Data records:
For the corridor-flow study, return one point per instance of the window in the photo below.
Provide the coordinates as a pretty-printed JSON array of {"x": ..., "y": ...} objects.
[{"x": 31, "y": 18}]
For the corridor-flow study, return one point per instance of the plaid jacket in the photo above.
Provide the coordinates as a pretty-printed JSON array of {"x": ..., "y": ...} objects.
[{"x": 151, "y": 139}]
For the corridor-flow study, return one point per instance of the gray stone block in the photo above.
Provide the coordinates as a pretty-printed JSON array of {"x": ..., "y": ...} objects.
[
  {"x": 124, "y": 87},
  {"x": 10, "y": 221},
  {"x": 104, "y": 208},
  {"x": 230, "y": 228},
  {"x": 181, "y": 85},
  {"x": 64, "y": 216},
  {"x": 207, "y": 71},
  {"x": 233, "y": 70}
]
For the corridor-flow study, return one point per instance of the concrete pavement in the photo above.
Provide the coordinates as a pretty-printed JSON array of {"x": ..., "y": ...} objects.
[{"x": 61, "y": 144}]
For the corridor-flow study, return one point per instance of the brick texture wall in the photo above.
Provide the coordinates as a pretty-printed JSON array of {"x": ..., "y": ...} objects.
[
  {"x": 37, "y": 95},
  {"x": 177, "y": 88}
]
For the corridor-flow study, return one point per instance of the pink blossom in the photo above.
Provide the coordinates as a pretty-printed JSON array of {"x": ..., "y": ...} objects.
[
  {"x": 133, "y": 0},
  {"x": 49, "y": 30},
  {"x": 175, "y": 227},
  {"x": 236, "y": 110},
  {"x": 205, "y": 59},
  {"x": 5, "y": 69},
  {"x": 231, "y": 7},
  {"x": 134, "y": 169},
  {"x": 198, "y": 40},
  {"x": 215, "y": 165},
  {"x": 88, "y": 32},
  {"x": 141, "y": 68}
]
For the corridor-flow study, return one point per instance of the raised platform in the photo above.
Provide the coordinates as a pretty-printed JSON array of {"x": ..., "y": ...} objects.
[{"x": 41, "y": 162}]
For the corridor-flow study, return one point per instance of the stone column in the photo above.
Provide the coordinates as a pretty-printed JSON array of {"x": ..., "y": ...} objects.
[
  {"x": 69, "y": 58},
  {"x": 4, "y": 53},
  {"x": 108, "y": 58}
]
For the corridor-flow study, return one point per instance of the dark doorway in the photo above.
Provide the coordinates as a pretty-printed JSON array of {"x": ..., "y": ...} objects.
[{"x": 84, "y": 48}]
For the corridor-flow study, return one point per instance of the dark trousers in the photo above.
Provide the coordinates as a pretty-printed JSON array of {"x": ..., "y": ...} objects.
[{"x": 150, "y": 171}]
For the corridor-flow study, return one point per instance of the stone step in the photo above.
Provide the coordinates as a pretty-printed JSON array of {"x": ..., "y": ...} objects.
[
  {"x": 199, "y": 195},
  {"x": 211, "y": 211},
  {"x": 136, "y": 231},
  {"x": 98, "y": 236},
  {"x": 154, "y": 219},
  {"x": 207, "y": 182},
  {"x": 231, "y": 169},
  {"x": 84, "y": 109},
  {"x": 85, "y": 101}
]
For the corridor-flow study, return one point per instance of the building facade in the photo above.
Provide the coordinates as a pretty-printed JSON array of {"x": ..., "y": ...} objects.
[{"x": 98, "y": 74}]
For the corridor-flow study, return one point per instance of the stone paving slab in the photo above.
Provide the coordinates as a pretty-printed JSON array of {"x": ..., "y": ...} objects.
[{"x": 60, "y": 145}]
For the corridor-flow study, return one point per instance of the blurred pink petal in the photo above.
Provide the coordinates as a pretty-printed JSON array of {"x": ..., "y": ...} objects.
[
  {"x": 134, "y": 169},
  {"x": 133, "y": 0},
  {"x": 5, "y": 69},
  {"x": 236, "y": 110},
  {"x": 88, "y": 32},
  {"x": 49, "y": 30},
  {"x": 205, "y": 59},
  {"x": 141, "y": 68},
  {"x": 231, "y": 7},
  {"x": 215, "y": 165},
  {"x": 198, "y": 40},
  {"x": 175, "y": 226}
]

§ **AIM OF THE EXERCISE**
Rewrite the listing from the line that contains "step in the photo above." through the end of the listing, changing "corridor-flow" to "foot-traffic" everywhere and keeping every other part the same.

§ **EXPECTED ANSWER**
For the foot-traffic study, return one point per instance of the stone step in the photo above.
Provide the coordinates as a pretty-printed JSON array of {"x": ..., "y": ...} objects.
[
  {"x": 199, "y": 195},
  {"x": 211, "y": 211},
  {"x": 136, "y": 231},
  {"x": 98, "y": 236},
  {"x": 154, "y": 219},
  {"x": 207, "y": 182},
  {"x": 231, "y": 169},
  {"x": 84, "y": 109},
  {"x": 85, "y": 101}
]
For the foot-traffic study, return one point per instance of the building facade in the photo above.
Provide the coordinates as a pretty-printed JSON array of {"x": ..., "y": ...} objects.
[{"x": 98, "y": 74}]
For the foot-traffic study, return one point per instance of the stone paving slab in the photo above.
Provide the coordinates as a pretty-printed JSON array of {"x": ..., "y": ...} objects.
[{"x": 60, "y": 145}]
For the foot-traffic study, return one point per instance of the blurred pink petal in the photo above.
Provide the coordinates as a pretty-printed JSON array of {"x": ..., "y": ...} objects.
[
  {"x": 134, "y": 169},
  {"x": 133, "y": 0},
  {"x": 5, "y": 69},
  {"x": 236, "y": 110},
  {"x": 88, "y": 32},
  {"x": 49, "y": 30},
  {"x": 205, "y": 59},
  {"x": 141, "y": 68},
  {"x": 231, "y": 7},
  {"x": 215, "y": 165},
  {"x": 198, "y": 40},
  {"x": 175, "y": 226}
]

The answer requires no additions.